| REQUIRED TASKS |
• a. In the passage on Ploughshares Fund below, rewrite the paragraph beginning "Kennette has especially appreciated" as a short bulleted list that keeps its main facts.
• b. Transcribe the part of the Ploughshares Fund passage starting at "Kennette has especially" and ending at "the Korean peninsula.".

| SOURCE PASSAGE |
+++++

Interestingly, MacArthur had often depended on Ploughshares Fund, especially in the chaotic days following the end of the Cold War, to surface and spotlight projects MacArthur themselves might want to fund. Kennette remembers, “MacArthur could put some greater amount of dollars in, but often Ploughshares was first out of the box, and could experiment and then see what came of those experiments. Then we would come in with more money.”

Kennette has especially appreciated Ploughshares Fund’s focus on heightened risks and dangers of conflict when regional powers acquire nuclear weapons. Ploughshares Fund actively and effectively advocated with Congress for the JCPOA agreement with Iran that exchanged the lifting of sanctions for verifiable commitments from Iran not to develop nuclear weapons. Ploughshares Fund also has helped to frame discussion of nuclear weapons programs in North Korea with reference to the unique politics of the Korean peninsula.

Kennette also marvels at the extraordinary skill with which Ploughshares Fund, a small organization, can so adeptly, and in concert, perform three very different nonprofit functions: award grants, act as a spokesperson, and raise money. “Ploughshares has the expertise, and knows how to communicate to the public, and so it can reach out and solicit donations and get people excited and interested enough to give on these issues. Ploughshares is alone in the field in combining those things so we can educate and activate people to focus on the problem of nuclear weapons and nuclear disarmament.”

The Truth Will Set You Free. But First It Will Make You Miserable

Mindful that meaningful change does not happen in a straight line, and so requires hard work without any guaranteed outcome on any predictable timeline, Kennette draws strength and comfort from the hard choices and paths her parents chose in their own efforts to right historic wrongs. As with efforts to fight poverty and racism, Kennette knows that nuclear disarmament will require a new level of spiritual engagement, that humans will need to “change their consciousness and understanding about nuclear weapons and get rid of the idea that they can be used for deterrence, because if deterrence fails it will mean more fighting, and we can’t have nuclear wars, or we won’t exist anymore.”

+++++

| MATERIAL SHOWN |
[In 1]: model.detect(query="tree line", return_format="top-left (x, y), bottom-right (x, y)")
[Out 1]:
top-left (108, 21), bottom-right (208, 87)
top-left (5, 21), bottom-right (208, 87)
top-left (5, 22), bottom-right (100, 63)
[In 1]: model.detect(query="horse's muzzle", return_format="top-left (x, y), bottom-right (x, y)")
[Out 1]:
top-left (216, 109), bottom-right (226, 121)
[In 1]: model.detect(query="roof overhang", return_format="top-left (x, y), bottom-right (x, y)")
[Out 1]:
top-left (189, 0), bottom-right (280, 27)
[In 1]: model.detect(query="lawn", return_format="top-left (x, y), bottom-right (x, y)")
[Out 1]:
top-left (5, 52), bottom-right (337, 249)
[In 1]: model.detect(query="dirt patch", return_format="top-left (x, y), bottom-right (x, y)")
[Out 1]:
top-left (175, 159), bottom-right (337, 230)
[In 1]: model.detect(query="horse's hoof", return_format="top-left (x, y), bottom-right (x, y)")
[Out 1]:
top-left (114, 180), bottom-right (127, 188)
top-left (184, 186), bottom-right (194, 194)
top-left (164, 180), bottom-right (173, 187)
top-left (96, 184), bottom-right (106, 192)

+++++

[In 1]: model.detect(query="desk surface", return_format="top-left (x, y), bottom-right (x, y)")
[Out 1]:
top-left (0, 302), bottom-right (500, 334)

+++++

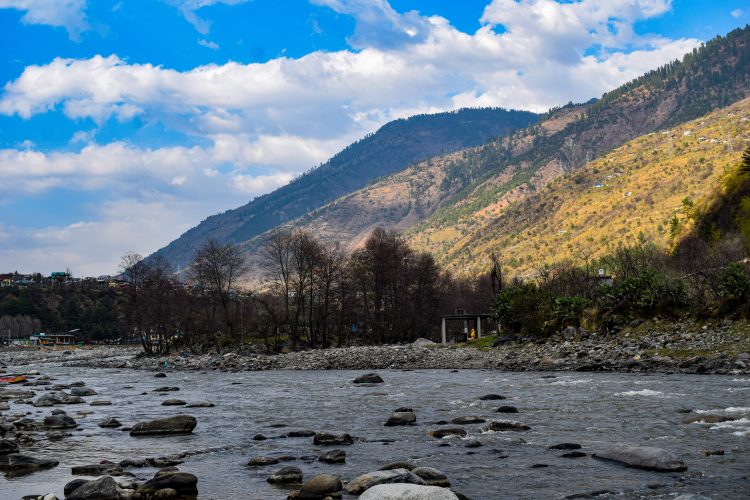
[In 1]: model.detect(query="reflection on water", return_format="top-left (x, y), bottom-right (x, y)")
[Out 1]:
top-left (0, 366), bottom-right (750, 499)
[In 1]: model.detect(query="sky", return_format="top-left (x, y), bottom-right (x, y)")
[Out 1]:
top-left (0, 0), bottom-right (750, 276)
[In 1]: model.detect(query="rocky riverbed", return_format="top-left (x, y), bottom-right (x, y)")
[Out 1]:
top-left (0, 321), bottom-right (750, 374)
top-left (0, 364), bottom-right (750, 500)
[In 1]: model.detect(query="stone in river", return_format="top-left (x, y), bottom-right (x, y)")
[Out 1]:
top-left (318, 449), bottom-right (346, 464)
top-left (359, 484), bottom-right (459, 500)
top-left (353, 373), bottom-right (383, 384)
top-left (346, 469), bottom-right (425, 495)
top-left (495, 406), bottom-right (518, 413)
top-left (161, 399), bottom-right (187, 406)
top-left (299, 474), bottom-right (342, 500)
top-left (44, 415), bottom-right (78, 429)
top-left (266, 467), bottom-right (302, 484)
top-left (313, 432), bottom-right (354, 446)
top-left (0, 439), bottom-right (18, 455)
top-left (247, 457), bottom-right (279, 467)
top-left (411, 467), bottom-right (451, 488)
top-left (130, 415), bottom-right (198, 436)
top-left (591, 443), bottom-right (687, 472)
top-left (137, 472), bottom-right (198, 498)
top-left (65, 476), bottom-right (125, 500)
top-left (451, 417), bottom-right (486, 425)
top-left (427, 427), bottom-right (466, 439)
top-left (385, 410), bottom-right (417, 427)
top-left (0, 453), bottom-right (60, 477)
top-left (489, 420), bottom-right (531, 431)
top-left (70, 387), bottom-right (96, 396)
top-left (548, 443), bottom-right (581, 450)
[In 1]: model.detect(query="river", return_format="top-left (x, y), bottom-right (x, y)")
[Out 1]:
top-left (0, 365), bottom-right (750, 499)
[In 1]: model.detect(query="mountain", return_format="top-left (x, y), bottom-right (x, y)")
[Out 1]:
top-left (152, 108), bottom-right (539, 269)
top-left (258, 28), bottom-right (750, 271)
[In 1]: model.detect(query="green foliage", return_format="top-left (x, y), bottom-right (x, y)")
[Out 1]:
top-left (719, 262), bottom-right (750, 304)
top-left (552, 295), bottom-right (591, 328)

+++++

| SET OF ANSWERS |
• a.
- Kennette especially values Ploughshares Fund's focus on the heightened risk of conflict when regional powers acquire nuclear weapons.
- Ploughshares Fund advocated actively and effectively with Congress for the JCPOA, the agreement with Iran that exchanged the lifting of sanctions for Iran's verifiable commitments not to develop nuclear weapons.
- Ploughshares Fund has also helped frame discussion of North Korea's nuclear weapons programs with reference to the unique politics of the Korean peninsula.

• b.
Kennette has especially appreciated Ploughshares Fund’s focus on heightened risks and dangers of conflict when regional powers acquire nuclear weapons. Ploughshares Fund actively and effectively advocated with Congress for the JCPOA agreement with Iran that exchanged the lifting of sanctions for verifiable commitments from Iran not to develop nuclear weapons. Ploughshares Fund also has helped to frame discussion of nuclear weapons programs in North Korea with reference to the unique politics of the Korean peninsula.